*** Block opens ***

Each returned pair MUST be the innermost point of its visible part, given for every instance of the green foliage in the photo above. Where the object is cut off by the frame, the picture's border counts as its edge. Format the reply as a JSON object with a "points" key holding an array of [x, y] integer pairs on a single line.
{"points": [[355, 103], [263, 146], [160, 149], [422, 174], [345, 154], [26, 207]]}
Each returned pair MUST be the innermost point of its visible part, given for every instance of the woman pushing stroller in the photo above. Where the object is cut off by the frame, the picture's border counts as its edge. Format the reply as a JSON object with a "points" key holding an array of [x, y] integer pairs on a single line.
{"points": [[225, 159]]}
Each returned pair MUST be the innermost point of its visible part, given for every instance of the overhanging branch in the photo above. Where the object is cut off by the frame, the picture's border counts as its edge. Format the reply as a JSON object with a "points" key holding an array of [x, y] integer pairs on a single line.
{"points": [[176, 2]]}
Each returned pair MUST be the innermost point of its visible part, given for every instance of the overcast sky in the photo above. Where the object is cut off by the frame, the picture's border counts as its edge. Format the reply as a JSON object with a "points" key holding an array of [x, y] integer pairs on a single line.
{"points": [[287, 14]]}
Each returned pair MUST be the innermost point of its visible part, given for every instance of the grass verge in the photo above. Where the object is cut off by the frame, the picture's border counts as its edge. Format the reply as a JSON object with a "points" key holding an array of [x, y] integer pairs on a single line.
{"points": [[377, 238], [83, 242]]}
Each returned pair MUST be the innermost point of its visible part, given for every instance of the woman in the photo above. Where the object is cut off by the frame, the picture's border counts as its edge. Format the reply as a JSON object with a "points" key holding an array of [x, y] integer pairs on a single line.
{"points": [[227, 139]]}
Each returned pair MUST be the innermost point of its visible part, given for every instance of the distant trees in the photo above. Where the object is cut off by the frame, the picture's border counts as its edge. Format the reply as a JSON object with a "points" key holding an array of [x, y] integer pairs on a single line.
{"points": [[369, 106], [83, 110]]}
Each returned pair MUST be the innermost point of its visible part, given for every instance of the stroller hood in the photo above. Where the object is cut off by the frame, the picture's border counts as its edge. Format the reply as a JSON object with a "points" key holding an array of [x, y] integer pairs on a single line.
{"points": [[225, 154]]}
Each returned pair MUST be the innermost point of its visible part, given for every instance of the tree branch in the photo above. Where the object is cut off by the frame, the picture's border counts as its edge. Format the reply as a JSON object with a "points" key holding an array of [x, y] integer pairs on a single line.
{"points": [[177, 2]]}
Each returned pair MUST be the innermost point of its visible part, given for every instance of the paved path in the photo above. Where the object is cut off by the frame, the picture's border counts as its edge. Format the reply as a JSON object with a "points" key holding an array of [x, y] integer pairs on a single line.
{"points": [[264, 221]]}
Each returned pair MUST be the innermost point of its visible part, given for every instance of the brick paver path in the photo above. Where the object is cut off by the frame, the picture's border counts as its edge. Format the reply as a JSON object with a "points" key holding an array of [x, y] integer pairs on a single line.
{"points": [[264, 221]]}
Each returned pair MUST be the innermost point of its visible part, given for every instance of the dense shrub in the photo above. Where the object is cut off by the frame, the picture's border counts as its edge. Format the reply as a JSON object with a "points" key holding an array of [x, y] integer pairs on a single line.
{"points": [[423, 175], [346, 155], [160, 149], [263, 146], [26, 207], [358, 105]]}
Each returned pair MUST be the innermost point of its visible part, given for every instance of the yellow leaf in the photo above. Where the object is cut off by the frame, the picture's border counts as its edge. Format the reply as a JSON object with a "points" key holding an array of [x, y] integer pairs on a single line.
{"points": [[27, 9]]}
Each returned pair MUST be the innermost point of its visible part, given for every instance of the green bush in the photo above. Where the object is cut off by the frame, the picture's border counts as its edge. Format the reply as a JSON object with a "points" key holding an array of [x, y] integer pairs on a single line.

*** Block closes ***

The entries above should be repeated exactly, every one of them.

● SOLUTION:
Each returned pair MUST be the innermost point of its visible part, given for every instance of the green foliage in the photo above. Where the object is cut off by the frame, the picture's border counts as its edge. Format the reply as a JSON object with a "points" key holding an array of [x, y] integer pairs on a single line.
{"points": [[355, 103], [263, 146], [160, 149], [422, 174], [345, 154], [26, 207]]}
Each returned pair MUST be the innermost point of its visible part, given for every instance of the woman pushing stroller in the photo above. Where the object is cut off by the frame, the picture's border counts as its edge. Format the reply as a JSON object with a "points" key holding an array of [x, y] integer pairs on a single line.
{"points": [[225, 159]]}
Each returned pair MUST be the innermost point of its visible part, given for every instance of the overhanging branch in the photo above. Where the object is cut off by the frame, the picture's border counts as its edge. Format the reply as a JSON object with a "points" key holding an array of [x, y] integer pairs on a single line.
{"points": [[176, 2]]}
Each returned pair MUST be the innermost point of its visible part, given for every instance of the overcast sky in the photo above. Where the object is cut off by the frame, the picture's border counts as its edge. Format the reply as a JSON object with a "points" key holding an array of [x, y] integer pairs on a single line.
{"points": [[287, 14]]}
Each returned pair MUST be the innermost point of its visible part, given for every instance of the grass verge in the photo above. Where the object is cut off by the frame, the picture's border counts as its edge. Format the reply as a JSON object with a "points" key holding an array of [x, y] integer pairs on a single line.
{"points": [[377, 238], [83, 242]]}
Each returned pair MUST be the innermost point of its visible part, given for every instance of the woman in the photo above. Where the object is cut off by the frame, the picture's border counts as its edge. Format the reply as a JSON object with a "points" key holding an array of [x, y] integer pairs on a single line.
{"points": [[227, 139]]}
Each returned pair MUST be the innermost point of its visible part, given for every instance of the distant trees in the photo above. Where the object is cut off by the frame, the picture's border counts as its edge. Format the reply as a JSON object with a "points" key holding an array of [x, y] integer pairs on a single line.
{"points": [[369, 106], [83, 110]]}
Each returned pair MUST be the innermost point of its visible part, given for every instance of the stroller hood in the photo above. Where the object is cut off by the frame, the picture's border counts as its edge. Format the reply as a JSON object with a "points" key holding an array of [x, y] integer pairs on a single line.
{"points": [[225, 154]]}
Each returned pair MUST be the innermost point of its visible part, given for every instance of the tree branch in the photo above. Where the object is cut off by the frame, the picture's border counts as its edge. Format the reply as a JSON object with a "points" key holding an array of [x, y] integer pairs on a single line.
{"points": [[177, 2]]}
Each returned pair MUST be the innermost point of its visible part, given for every instance of the paved path in the photo above. Where the object is cut off by the frame, the picture's border counts as its edge. Format the reply as a JSON object with a "points" key holding an array of [x, y] integer pairs on a single line.
{"points": [[264, 221]]}
Each returned pair MUST be the innermost point of its visible part, given for every instance of the brick paver path in the photo above. Where the object is cut off by the frame, the picture's border counts as its edge. Format the reply as a JSON object with a "points" key holding an array of [x, y] integer pairs on a single line.
{"points": [[264, 221]]}
Each returned pair MUST be the innermost point of its visible part, given for every instance of the dense shrub in the photo above. Where the object is cut off by the frame, the picture's border counts as its edge. Format the reply as a JSON object with a "points" key holding an array of [x, y] integer pairs on a single line.
{"points": [[423, 175], [346, 155], [160, 149], [263, 146], [26, 207], [358, 105]]}
Each returned pair MUST be the innermost point of its visible part, given for every instance of the yellow leaf in the photo above. Where the object is cut off by the frame, the picture's border counts as its edge. Format the reply as a JSON object with a "points" key holding an array of [x, y] integer pairs on a single line.
{"points": [[27, 9]]}
Each returned pair MUST be the innermost point of its visible part, given for every instance of the green bush in the photo above. Where the object is cut off by the frame, the picture's border counts as its edge. Format the reply as a JSON object with a "points" key holding an array of [x, y] integer pairs on a single line.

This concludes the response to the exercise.